▶ _Task details_
Turn the lines of the rows below, from the line with "Target: bicycle wheel drawing" up to and including the line with "xmin=467 ymin=734 xmax=529 ymax=753", into a JSON list of strings with one string per line. Leave out blank lines.

* START *

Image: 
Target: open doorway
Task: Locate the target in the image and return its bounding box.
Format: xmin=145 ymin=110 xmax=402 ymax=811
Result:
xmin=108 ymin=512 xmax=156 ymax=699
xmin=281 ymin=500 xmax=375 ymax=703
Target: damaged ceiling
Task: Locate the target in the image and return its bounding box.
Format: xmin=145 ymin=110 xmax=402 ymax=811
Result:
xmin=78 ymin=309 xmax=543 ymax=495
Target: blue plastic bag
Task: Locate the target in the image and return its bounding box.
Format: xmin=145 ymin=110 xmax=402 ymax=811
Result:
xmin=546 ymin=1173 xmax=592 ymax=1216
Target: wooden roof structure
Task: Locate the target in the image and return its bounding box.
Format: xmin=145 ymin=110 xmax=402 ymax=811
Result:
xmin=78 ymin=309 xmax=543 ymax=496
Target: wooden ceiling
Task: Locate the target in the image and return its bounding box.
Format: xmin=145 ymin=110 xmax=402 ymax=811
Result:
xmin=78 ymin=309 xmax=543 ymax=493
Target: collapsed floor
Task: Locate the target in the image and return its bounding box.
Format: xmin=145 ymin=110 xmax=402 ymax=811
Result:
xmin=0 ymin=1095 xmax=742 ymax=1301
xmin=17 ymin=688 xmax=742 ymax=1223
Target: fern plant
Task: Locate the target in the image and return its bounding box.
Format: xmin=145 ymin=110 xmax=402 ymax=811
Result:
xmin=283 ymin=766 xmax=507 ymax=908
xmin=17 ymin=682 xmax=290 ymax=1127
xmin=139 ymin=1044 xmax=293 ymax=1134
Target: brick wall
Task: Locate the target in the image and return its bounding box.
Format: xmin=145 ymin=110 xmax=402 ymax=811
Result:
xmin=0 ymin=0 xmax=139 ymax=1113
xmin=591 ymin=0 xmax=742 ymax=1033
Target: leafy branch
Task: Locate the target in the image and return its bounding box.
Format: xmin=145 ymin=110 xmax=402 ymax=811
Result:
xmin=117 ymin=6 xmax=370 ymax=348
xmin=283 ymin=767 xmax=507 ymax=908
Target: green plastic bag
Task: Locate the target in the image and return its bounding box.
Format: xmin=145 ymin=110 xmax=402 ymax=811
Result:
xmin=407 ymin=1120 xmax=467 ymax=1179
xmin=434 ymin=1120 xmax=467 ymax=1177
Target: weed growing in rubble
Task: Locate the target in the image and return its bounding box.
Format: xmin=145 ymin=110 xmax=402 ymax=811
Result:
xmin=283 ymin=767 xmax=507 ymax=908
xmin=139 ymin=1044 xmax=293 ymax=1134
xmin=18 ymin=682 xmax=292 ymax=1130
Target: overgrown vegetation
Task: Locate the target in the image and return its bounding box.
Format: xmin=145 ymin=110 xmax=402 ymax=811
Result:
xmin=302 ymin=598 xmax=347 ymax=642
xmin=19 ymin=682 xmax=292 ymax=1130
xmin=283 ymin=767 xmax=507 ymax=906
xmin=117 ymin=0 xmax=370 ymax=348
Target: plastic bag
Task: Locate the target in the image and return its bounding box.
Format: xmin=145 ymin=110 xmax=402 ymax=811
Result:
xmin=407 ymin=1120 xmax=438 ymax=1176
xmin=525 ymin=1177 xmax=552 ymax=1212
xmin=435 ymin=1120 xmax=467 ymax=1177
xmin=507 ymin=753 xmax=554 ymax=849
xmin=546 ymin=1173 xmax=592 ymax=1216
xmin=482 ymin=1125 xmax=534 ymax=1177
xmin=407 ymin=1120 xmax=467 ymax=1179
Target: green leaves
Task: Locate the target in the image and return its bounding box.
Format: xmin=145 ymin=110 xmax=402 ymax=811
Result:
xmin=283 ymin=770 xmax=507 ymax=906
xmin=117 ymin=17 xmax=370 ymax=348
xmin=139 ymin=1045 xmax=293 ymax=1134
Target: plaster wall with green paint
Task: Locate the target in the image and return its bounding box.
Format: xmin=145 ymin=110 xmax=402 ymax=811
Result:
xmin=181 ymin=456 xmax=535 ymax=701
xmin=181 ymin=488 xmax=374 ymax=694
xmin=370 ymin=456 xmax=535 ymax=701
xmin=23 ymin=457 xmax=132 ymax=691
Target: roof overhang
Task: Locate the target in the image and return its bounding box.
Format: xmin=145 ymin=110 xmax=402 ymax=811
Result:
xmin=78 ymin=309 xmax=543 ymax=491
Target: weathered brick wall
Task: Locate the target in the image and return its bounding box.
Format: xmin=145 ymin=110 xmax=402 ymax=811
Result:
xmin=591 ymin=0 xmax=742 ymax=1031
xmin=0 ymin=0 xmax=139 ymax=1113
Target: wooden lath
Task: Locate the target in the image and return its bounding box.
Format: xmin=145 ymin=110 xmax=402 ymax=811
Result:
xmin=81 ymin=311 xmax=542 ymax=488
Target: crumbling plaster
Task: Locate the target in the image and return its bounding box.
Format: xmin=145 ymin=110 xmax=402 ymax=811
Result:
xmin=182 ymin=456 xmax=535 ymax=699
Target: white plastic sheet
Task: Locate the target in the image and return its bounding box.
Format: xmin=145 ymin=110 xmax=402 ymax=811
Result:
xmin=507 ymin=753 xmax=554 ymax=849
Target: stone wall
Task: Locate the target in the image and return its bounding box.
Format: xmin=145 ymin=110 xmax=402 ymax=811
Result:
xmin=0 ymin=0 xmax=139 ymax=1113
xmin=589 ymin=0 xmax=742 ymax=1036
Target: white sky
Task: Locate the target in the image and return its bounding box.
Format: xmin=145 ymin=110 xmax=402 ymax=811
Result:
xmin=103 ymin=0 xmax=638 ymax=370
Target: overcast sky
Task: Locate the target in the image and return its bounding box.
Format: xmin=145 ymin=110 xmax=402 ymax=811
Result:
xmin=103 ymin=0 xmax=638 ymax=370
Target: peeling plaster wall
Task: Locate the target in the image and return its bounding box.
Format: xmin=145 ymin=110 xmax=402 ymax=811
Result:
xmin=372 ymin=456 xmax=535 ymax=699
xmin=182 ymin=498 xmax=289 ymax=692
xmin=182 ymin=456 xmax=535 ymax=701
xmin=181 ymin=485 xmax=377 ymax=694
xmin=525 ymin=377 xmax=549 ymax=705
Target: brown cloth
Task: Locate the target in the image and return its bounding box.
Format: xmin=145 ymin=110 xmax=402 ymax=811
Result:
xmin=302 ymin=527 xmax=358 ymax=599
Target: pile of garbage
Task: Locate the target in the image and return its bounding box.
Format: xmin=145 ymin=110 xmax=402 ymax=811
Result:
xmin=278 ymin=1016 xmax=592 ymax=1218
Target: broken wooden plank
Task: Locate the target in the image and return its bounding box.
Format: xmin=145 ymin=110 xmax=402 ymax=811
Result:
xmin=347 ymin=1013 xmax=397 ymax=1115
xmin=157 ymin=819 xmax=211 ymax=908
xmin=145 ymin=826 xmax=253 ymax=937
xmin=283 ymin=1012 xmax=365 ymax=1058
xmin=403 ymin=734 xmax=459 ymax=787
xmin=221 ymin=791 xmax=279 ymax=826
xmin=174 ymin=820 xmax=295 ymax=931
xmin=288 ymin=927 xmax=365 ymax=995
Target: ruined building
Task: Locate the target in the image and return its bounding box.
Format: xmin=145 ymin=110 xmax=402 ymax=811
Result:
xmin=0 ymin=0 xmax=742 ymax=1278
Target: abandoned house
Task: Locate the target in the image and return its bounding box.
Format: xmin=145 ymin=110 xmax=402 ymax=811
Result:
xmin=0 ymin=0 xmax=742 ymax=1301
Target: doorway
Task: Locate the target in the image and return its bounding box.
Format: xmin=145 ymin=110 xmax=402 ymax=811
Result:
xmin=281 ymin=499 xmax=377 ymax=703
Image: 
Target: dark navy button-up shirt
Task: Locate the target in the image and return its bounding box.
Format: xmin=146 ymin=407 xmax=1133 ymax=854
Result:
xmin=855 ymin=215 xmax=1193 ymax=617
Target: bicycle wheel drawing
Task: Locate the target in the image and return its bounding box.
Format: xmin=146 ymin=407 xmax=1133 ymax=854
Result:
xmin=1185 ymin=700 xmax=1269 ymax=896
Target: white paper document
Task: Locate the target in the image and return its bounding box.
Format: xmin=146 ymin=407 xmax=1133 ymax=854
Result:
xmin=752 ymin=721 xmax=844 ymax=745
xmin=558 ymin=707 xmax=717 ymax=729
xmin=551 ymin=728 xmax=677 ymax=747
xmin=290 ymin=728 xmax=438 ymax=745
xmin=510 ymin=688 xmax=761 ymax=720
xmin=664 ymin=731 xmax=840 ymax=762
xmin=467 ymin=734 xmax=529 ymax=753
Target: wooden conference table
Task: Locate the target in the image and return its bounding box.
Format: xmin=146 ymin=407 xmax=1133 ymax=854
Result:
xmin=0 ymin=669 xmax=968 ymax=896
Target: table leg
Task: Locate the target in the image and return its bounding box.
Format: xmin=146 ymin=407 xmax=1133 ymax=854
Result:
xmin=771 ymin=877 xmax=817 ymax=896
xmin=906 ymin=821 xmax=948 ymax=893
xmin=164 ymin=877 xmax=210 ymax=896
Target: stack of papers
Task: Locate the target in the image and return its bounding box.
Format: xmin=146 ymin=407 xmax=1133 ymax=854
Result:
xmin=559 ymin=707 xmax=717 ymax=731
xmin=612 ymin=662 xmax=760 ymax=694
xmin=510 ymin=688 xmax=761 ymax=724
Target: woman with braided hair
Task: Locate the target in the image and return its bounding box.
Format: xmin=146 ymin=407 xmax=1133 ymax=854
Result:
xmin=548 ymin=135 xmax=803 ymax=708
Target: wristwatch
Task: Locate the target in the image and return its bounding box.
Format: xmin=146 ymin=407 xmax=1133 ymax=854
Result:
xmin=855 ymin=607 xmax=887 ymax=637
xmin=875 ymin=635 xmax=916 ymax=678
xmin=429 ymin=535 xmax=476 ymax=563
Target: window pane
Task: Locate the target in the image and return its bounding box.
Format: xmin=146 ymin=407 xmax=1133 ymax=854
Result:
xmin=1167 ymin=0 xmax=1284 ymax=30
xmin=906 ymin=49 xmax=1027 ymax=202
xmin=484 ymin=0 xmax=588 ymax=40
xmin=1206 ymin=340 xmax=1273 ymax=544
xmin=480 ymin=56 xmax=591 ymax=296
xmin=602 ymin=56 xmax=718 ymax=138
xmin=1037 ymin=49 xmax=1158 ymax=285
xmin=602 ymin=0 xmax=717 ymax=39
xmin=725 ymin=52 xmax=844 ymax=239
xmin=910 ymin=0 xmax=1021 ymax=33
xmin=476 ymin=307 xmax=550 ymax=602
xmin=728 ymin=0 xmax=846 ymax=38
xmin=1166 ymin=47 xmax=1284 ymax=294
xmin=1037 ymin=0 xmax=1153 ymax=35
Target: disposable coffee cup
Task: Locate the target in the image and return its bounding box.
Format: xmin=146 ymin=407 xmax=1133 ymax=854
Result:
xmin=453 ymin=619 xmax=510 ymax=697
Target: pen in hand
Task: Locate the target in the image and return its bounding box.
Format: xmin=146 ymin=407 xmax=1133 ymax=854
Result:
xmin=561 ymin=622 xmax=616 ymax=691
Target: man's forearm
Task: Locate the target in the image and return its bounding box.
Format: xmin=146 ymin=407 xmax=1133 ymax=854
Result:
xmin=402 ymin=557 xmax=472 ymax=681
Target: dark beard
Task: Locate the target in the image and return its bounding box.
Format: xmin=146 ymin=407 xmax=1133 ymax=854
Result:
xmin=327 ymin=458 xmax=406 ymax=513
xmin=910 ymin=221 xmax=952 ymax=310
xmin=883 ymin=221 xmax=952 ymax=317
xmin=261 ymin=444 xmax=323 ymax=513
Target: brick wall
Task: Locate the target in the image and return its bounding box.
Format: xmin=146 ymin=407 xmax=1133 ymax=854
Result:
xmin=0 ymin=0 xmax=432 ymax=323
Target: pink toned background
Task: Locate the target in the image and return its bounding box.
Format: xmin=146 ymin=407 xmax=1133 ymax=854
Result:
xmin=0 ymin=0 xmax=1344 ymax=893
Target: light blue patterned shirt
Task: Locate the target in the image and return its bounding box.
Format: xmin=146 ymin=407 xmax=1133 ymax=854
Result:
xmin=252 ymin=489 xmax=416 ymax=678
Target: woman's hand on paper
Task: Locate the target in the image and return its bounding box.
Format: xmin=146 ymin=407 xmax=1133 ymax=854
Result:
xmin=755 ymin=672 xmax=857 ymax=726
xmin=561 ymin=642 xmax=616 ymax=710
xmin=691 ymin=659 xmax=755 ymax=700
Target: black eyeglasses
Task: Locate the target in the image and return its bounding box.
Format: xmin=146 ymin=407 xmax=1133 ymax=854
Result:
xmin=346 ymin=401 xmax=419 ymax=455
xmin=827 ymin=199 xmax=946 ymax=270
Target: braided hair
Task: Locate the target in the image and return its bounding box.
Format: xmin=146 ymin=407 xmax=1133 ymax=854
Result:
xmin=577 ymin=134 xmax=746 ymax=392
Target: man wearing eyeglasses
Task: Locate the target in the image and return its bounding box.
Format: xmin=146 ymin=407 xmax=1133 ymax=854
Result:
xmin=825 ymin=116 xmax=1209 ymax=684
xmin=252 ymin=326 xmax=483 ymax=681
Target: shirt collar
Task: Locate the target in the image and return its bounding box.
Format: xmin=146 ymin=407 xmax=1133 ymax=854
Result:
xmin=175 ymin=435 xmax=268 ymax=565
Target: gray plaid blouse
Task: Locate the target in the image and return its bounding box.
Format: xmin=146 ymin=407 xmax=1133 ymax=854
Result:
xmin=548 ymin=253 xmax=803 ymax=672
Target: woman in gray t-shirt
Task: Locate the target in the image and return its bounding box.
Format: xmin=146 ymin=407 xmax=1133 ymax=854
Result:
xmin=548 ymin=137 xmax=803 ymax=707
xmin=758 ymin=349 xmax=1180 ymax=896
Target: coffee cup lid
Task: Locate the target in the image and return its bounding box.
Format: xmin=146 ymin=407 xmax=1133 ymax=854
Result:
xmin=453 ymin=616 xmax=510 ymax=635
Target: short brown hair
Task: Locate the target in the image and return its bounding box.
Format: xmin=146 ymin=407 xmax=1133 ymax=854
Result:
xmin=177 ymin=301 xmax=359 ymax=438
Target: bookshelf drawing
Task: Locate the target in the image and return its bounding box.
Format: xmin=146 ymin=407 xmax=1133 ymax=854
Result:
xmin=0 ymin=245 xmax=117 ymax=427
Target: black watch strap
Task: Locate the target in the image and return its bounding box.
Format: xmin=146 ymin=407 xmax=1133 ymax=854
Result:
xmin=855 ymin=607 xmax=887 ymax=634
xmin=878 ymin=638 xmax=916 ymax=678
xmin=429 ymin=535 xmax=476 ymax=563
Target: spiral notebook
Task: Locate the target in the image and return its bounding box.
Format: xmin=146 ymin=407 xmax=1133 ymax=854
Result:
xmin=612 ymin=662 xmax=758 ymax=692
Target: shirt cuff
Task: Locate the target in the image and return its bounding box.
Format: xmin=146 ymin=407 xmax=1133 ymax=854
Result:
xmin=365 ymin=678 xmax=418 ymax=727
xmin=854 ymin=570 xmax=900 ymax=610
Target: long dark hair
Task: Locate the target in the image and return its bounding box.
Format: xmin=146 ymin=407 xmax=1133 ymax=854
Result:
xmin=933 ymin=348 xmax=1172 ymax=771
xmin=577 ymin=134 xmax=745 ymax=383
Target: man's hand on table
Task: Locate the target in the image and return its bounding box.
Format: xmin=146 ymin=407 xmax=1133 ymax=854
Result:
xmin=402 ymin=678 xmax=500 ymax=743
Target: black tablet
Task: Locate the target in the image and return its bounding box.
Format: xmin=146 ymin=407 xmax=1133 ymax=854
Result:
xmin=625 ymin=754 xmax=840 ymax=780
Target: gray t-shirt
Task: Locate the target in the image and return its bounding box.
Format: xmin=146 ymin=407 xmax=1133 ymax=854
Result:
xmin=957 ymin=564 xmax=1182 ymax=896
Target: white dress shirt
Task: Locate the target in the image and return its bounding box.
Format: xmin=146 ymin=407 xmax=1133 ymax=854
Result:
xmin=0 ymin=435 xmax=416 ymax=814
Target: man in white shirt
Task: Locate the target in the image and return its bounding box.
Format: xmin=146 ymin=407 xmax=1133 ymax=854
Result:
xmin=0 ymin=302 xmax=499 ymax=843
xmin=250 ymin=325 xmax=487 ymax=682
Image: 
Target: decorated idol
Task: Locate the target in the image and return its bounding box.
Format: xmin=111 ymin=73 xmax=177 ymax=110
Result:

* END *

▶ _Written answer_
[
  "Target: bicycle wheel drawing",
  "Task: Locate the target in the image and return its bounding box.",
  "Format: xmin=146 ymin=407 xmax=1133 ymax=854",
  "Result:",
  "xmin=1185 ymin=700 xmax=1269 ymax=896",
  "Target: white paper document",
  "Task: Locate the target in the image and return its bounding box.",
  "Format: xmin=146 ymin=407 xmax=1133 ymax=854",
  "Result:",
  "xmin=752 ymin=721 xmax=844 ymax=745",
  "xmin=558 ymin=707 xmax=717 ymax=729",
  "xmin=551 ymin=728 xmax=677 ymax=747",
  "xmin=290 ymin=728 xmax=438 ymax=745",
  "xmin=510 ymin=688 xmax=761 ymax=720",
  "xmin=664 ymin=731 xmax=840 ymax=762",
  "xmin=467 ymin=734 xmax=529 ymax=753"
]